BEGIN Data to process

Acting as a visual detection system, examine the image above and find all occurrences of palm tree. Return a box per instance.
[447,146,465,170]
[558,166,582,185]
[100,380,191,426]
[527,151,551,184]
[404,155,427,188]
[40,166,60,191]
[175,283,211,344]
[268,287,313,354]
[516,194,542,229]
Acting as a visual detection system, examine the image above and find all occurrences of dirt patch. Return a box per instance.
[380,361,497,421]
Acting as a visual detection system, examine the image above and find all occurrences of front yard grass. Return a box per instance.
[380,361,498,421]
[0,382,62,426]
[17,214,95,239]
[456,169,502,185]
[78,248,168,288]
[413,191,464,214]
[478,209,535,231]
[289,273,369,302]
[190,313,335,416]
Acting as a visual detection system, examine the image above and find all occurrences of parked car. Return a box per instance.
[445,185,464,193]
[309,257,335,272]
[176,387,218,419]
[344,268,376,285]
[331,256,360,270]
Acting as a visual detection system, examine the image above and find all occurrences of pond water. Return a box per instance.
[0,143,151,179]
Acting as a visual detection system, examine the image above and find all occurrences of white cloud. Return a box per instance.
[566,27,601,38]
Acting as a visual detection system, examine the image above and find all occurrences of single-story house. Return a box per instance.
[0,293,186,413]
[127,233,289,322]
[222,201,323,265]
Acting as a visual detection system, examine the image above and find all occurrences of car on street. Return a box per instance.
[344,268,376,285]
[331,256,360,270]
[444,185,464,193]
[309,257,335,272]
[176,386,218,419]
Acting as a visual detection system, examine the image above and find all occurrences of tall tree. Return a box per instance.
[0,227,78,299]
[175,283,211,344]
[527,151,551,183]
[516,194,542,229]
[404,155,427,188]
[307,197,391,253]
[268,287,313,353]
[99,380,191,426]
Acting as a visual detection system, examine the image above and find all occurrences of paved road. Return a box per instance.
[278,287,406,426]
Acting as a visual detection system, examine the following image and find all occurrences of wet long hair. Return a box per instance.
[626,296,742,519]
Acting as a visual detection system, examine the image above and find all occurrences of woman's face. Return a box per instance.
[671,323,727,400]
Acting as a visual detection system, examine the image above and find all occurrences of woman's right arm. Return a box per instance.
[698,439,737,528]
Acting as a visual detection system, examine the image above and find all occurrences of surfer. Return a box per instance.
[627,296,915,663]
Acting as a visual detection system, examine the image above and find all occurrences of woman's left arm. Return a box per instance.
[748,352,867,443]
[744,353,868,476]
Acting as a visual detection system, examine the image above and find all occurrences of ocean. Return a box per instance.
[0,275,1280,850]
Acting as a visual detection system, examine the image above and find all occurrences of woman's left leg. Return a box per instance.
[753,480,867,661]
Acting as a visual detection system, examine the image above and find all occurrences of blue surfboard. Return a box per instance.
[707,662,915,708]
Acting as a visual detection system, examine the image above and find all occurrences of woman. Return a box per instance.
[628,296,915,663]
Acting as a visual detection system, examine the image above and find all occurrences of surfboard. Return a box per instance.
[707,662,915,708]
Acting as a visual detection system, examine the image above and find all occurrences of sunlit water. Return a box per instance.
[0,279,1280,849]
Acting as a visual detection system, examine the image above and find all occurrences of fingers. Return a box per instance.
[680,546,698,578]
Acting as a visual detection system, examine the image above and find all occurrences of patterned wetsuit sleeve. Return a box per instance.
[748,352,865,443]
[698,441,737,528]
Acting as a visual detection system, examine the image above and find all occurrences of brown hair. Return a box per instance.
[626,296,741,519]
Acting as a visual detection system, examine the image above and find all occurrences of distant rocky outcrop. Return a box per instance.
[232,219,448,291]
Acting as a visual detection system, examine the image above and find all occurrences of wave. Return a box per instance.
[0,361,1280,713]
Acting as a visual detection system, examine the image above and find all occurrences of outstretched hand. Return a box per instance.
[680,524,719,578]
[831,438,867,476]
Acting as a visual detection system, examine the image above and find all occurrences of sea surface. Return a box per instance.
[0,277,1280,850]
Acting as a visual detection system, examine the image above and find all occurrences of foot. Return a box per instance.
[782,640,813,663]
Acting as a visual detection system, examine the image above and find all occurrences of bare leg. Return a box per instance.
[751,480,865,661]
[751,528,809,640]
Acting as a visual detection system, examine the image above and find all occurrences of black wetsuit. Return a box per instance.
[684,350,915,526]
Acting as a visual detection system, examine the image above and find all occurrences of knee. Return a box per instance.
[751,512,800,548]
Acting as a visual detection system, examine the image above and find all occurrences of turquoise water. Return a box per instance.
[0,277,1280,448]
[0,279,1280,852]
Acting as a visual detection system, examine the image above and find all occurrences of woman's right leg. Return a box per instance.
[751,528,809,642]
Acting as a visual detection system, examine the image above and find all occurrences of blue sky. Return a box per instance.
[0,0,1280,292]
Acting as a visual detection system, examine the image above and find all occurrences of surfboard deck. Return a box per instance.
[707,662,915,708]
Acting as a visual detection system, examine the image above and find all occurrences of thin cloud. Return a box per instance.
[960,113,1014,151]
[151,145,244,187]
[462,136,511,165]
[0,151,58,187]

END Data to process

* _Work to do_:
Copy all of the records above word for word, leaving out none of them.

* _Response for this exercise_:
Acting as a visual detection system, examine the image above and find all occurrences of palm tree. Return a box per instance.
[447,146,465,170]
[558,166,582,185]
[100,380,191,426]
[527,151,551,184]
[404,155,427,188]
[40,166,60,191]
[175,283,211,344]
[268,287,313,354]
[516,194,542,229]
Acting as a visual detection system, examine the image above and find all occurrences of dirt patch. Return a box per instance.
[380,361,497,421]
Acting as a visual detection system, examine the image above and find all occurrences of front yard grass. Return a box per instance.
[380,361,498,421]
[0,382,62,426]
[17,214,95,239]
[456,169,502,185]
[78,248,168,288]
[413,191,464,214]
[478,209,535,231]
[289,273,369,302]
[190,313,335,416]
Acting as a visual detection system, examine the image above and find all occurrences of parked car. Return a box per instance.
[445,185,464,193]
[309,257,335,272]
[176,387,218,419]
[344,268,376,285]
[331,256,360,270]
Acting as a visual detection system, examine the image above and find all occurrences of pond water. Return a box per instance.
[0,143,151,179]
Acting as a visual detection system, examine the image above and find all occurrences of white cloud. Return a box per instance.
[566,27,601,38]
Acting as a visual detection system, examine the image above and find all occurrences of single-story house. Return a box per instance.
[0,293,186,413]
[127,233,289,322]
[222,201,323,265]
Acting as a visual detection system, examine the image above and find all occurrences of car on street. Return a box per instance.
[344,268,376,285]
[331,256,360,270]
[444,185,464,193]
[309,257,335,272]
[176,386,218,419]
Acting as a visual detection system, examine the image above and find all occurrences of tall tree. Return a box per instance.
[0,227,78,299]
[175,283,211,344]
[527,151,551,183]
[516,194,542,229]
[404,155,427,188]
[307,197,391,253]
[268,287,313,353]
[99,380,191,426]
Acting as a visual detection system, examine the image above and find all occurrences of paved road. Return a box per instance.
[278,287,406,426]
Acting as a visual detection system, examine the following image and find all occurrences of wet long hair. Return a box per instance.
[626,296,742,519]
Acting as a visual detection system, examine the image above and find all occurrences of woman's face. Return a box per instance.
[671,323,727,400]
Acting as a visual detection system, examine the image above and find all occurrences of woman's right arm. Return a box per instance.
[698,439,737,528]
Acting as a visual detection system, examine the image above and find all occurrences of surfer. Return a box per instance.
[627,296,915,663]
Acting as a visual detection system, examine the image above and find all occurrences of woman's left arm. Return a box per instance.
[748,352,867,443]
[744,353,868,476]
Acting as a visual detection system, examine the image above and find all occurrences of ocean. Return a box per instance.
[0,275,1280,850]
Acting as a visual detection system, examine the image above and find all occurrences of woman's left leg. Return a box per instance.
[753,480,867,661]
Acting as a visual detection system, examine the image above and find all occurrences of blue surfboard. Return a box per instance.
[707,662,915,708]
Acting as a visual detection system, examine the image above and find all occurrences of woman. Return a box per instance.
[628,296,915,663]
Acting as a visual detection system, examine the image above and find all occurrences of surfboard. Return a box per instance.
[707,662,915,708]
Acting as a visual detection system, examine the image above and find all occurrences of sunlit water. Return a box per instance.
[0,279,1280,849]
Acting as a visual detection system, examine the image above and find all occurrences of fingers. Return a box per instance.
[680,546,698,578]
Acting as a visual detection system, examine the image above and find all occurrences of patterned wetsuit sleeve. Return a box per instance.
[748,352,865,443]
[698,441,737,528]
Acting as a visual detection system, examine the image above and find all occurrences of brown hair. Return a box per instance.
[626,296,741,519]
Acting as a visual detection system, examine the image above and find all occurrences of distant rocky outcrop. Return a box per instance.
[232,219,448,291]
Acting as a visual detection system, examine the image above and find all occurrences of wave. Return a box per instance.
[0,361,1280,713]
Acting as a visual detection system, examine the image above and find all occurrences of outstretched hand. Return a box per instance.
[680,524,719,578]
[831,438,867,476]
Acting as a visual detection system, examine the image above and find all occurrences of sea surface. Return a box per instance.
[0,277,1280,850]
Acting as a visual detection system, examine the image above and find all occurrences of foot. Return a box per instance.
[782,640,813,663]
Acting as a visual detection system, examine the image above and find all occurrences of bare leg. Return a box per instance.
[751,480,865,661]
[751,528,809,640]
Acting as a visual detection system, examine the image above and find all occurrences of black wetsuit. Return a box per instance.
[684,350,915,526]
Acting as a visual detection system, examine the image above and find all occurrences of knee. Return a box per instance.
[751,512,800,548]
Acting as a visual detection system, examine the image above and find all occurrences of turquoise water. Return a box per instance.
[0,277,1280,448]
[0,279,1280,852]
Acting as a visual detection system, examine the image above and find all occurrences of woman's right leg. Return a box per instance.
[751,528,809,642]
Acting as a visual detection system, examine the image above and find all occurrences of blue sky. Return a box per instance.
[0,0,1280,292]
Acting as a visual detection system, examine the image above and find all occurrences of surfboard deck. Return a box per instance.
[707,662,915,708]
Acting as a visual detection system, examine the image above and find all occurrences of thin cloud. Return a box per instance.
[960,113,1014,151]
[151,145,244,187]
[462,136,511,165]
[0,151,58,187]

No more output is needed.